* [Task]
Don't include any picture when you restate the data word for word.

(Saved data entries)
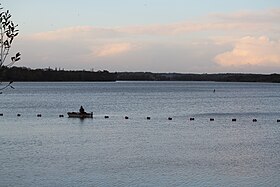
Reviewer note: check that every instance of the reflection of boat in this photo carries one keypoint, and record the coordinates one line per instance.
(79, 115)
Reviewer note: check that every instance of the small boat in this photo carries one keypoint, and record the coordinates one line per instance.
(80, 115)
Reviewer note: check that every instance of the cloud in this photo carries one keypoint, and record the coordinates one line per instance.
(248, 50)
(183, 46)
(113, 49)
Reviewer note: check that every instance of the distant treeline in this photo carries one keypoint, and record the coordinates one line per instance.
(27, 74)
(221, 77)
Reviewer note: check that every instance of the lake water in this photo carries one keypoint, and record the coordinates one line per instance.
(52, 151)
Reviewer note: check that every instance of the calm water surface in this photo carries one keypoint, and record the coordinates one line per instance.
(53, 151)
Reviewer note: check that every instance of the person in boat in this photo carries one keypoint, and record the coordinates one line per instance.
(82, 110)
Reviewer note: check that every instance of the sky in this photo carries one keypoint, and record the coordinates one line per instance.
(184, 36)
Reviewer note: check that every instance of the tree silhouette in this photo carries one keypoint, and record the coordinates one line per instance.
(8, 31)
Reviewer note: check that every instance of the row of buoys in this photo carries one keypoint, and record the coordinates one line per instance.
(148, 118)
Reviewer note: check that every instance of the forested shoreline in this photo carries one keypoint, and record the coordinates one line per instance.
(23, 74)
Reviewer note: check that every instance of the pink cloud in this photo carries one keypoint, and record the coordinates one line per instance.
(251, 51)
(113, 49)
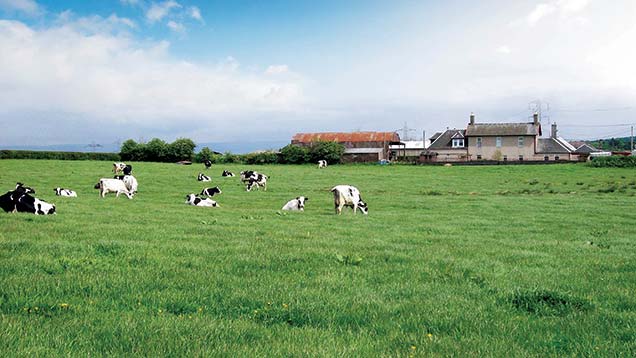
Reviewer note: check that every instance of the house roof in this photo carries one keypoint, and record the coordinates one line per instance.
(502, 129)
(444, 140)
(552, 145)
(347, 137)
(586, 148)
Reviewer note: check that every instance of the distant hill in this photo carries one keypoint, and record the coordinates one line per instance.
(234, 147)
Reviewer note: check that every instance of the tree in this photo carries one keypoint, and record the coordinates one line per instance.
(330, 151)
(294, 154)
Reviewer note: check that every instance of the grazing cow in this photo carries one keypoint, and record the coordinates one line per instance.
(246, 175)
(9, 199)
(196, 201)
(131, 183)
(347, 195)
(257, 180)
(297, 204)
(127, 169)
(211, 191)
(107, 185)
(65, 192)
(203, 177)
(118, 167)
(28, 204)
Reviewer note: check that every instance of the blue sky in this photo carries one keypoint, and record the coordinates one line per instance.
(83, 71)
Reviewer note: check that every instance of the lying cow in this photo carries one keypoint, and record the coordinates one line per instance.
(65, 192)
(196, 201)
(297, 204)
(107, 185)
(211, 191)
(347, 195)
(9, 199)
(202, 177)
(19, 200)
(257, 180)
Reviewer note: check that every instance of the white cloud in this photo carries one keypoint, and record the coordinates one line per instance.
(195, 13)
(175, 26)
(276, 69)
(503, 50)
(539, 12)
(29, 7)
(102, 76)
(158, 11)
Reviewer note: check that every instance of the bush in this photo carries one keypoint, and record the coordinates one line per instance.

* [Result for this task]
Reviewer note: check that every instance of the reflection of boat in this photo carries one keypoint, and record the coordinates one line per instance.
(79, 115)
Reviewer note: check that every instance of the small boat in this photo carries one keypoint, and record the coordinates one line per instance.
(80, 115)
Reviewer note: check that every instance of the cloud in this photo carries one keypoint, and record the coordinates one line per instance.
(248, 50)
(183, 46)
(113, 49)
Reviewer note: check that every instance of the distant treeline in this photo carries one keypoint, and record the coordinates one line per instance.
(27, 74)
(221, 77)
Reviewer note: check that every instance of the lake water in this photo carries one keypoint, and record the coordinates one line per instance.
(52, 151)
Reviewer note: check that every instance of the calm water surface in this photo carries one keypoint, and record the coordinates one line per instance.
(53, 151)
Reviewer note: check that every instance of the person in boat in this photo carries one keypoint, and record the coordinates one line per instance.
(82, 110)
Reviewer note: check that every instance of the sky in this photo carries one keypoint, and record the coordinates one line per instance.
(184, 36)
Reviewer note: check that every instance of the tree silhouette in this photo carries one keypoint, and record the coordinates one line per instance.
(8, 31)
Reviewer note: check that every instance of the row of buoys in this photo carries one keypoint, and record the coordinates one line per instance.
(148, 118)
Reviewer note: check that every instance of the forested shoreline in this photo carries one keypoint, and record the coordinates one line per instance.
(23, 74)
Reviewer note: check that every instance of the pink cloud in this photo carries one keypoint, and record the coordinates one line per instance.
(251, 51)
(113, 49)
Reviewer note: check that every instance of the house roof in this photo carries one keypoint, and record the coordinates one line per instance.
(502, 129)
(444, 140)
(552, 145)
(347, 137)
(586, 148)
Reviewer note: check that every instance of the distant hill in this photo carries one keypoint, and record the coordinates one line per instance.
(234, 147)
Reviewer note: check that every instance of the tree in this photo carries one keypoint, and record the coordinates one line per instance.
(330, 151)
(294, 154)
Reviewer note: check that every instance of the grazing cow in this photo carries one keypoint, and record the coordinates one line per instance.
(246, 175)
(9, 199)
(196, 201)
(131, 183)
(347, 195)
(257, 180)
(297, 204)
(127, 169)
(211, 191)
(107, 185)
(65, 192)
(203, 177)
(118, 167)
(28, 204)
Reviewer note: check that every instance of the blue sky in this photo carries one keypoint, and record the coordinates one line per instance.
(83, 71)
Reviewer note: check that every instance of the lying cow in this photo carries one keypoint, and record the coordinates one line per instance.
(65, 192)
(196, 201)
(297, 204)
(107, 185)
(211, 191)
(347, 195)
(9, 199)
(202, 177)
(19, 200)
(257, 180)
Reviewer note: check that every instance of the white cloud in this photo carries one keypoint, and record the coordinates one line per instance.
(195, 13)
(175, 26)
(276, 69)
(503, 50)
(539, 12)
(29, 7)
(102, 76)
(158, 11)
Reviewer note: check that every instance of the bush in this photo carries one keypoint, and record the coordinates one line per instance.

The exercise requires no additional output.